----- PASSAGE

He was technically sound and had a proven
track record creating and managing IT infrastructure in his chosen industry
across multiple entities; recently he had moved into a position of power and
influence in his new assignment and was enjoying flexing his muscles. Reaching
out to vendors and others in the industry he announced his intentions engaging
them in discussions that had most of them wanting to be part of future plans. After
spending more than two decades in the industry he had aspirations of making it
to the corner office.
The new company needed the fresh look he
brought to the table; his hands-on approach is what was required to move them
to the next level of efficiency. The company had consistently approached IT as
a necessary evil to spend only when absolutely necessary resulting in decade
old servers, geriatric laptops and desktops, and teenage neglected
applications. The management took a penny pinching view of IT budgets always
wanting to defer, delay or procrastinate on decisions after squeezing the
proverbial last drop from vendors.
His demeanor driven by professional
knowledge bordered on loud and brash, at times tended towards arrogance. To his
credit he built relationships and trust quickly with the management getting
their ear and then toeing the party line; with his ability to manage
relationships and not being disruptive to the culture, he became part of the
inner circle getting a view to the workings of the company though unable to
change the decision making inertia. So he decided to enrol external help which
he hoped would trigger positive change.
The hired external consultant provided a
reality check and direction to take which he reviewed with his internal peers.
Collectively they had a limited view which stalled progress; they knew what
needed to be done but did not know how to get started with internal buy-in.
Sliding timelines favored no one and the report finally elicited a view from
the management chastising him for not delivering what was required. The absence
of an articulated and documented expectation, it was like hitting a moving
target in the dark !

----------
----- SUPPLIED DATA

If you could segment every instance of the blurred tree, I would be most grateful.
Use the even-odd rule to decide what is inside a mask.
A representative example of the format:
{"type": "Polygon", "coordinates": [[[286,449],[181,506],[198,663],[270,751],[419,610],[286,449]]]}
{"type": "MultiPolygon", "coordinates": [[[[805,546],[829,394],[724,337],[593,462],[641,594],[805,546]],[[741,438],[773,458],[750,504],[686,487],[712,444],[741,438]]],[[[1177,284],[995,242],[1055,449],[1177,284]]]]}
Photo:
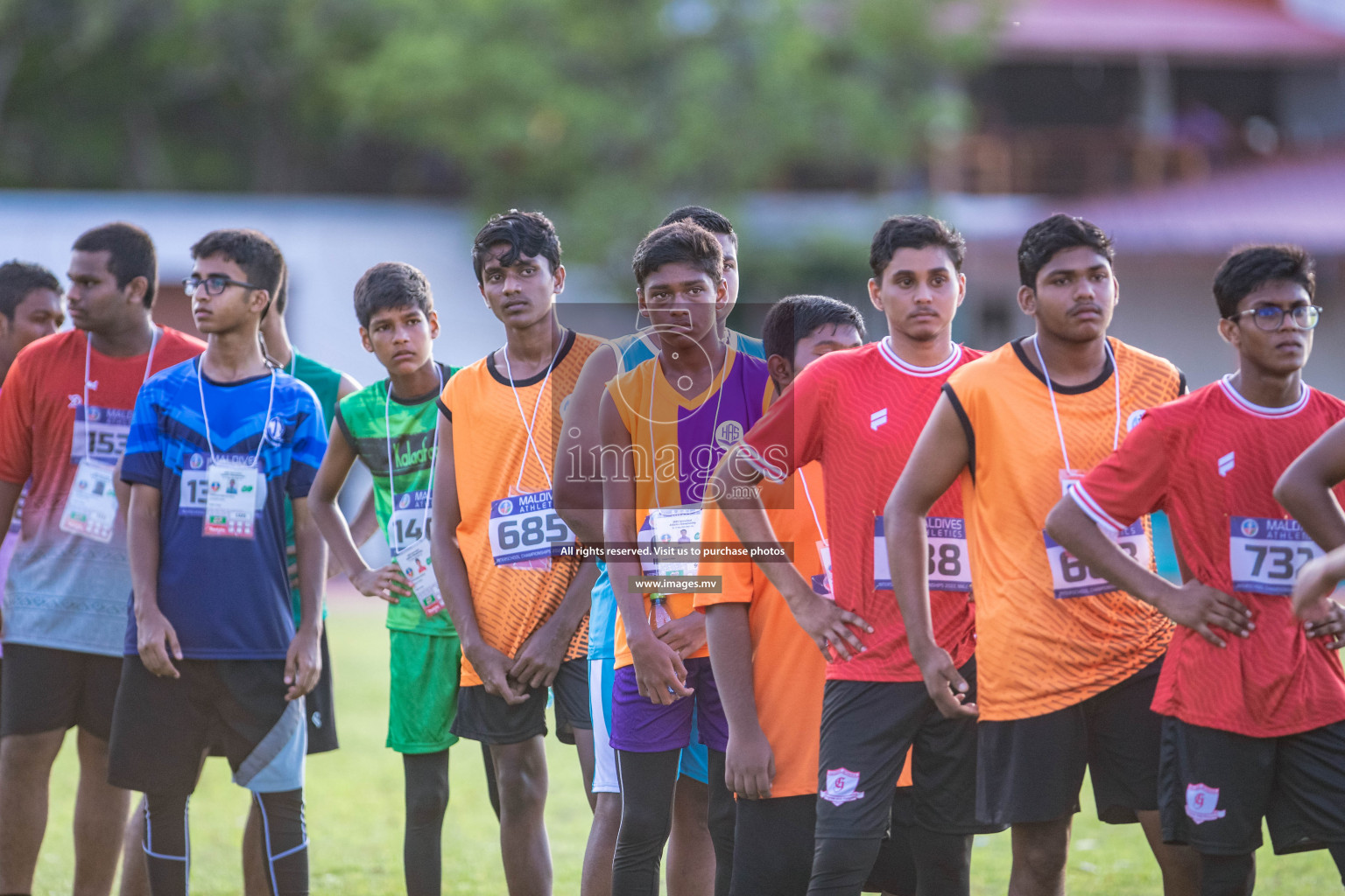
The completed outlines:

----------

» **THE PROBLEM**
Write out the passage again, beginning at the words "He was technically" and stopping after "the corner office.", and change "industry" to "sector" throughout.

» **RIGHT ANSWER**
He was technically sound and had a proven
track record creating and managing IT infrastructure in his chosen sector
across multiple entities; recently he had moved into a position of power and
influence in his new assignment and was enjoying flexing his muscles. Reaching
out to vendors and others in the sector he announced his intentions engaging
them in discussions that had most of them wanting to be part of future plans. After
spending more than two decades in the sector he had aspirations of making it
to the corner office.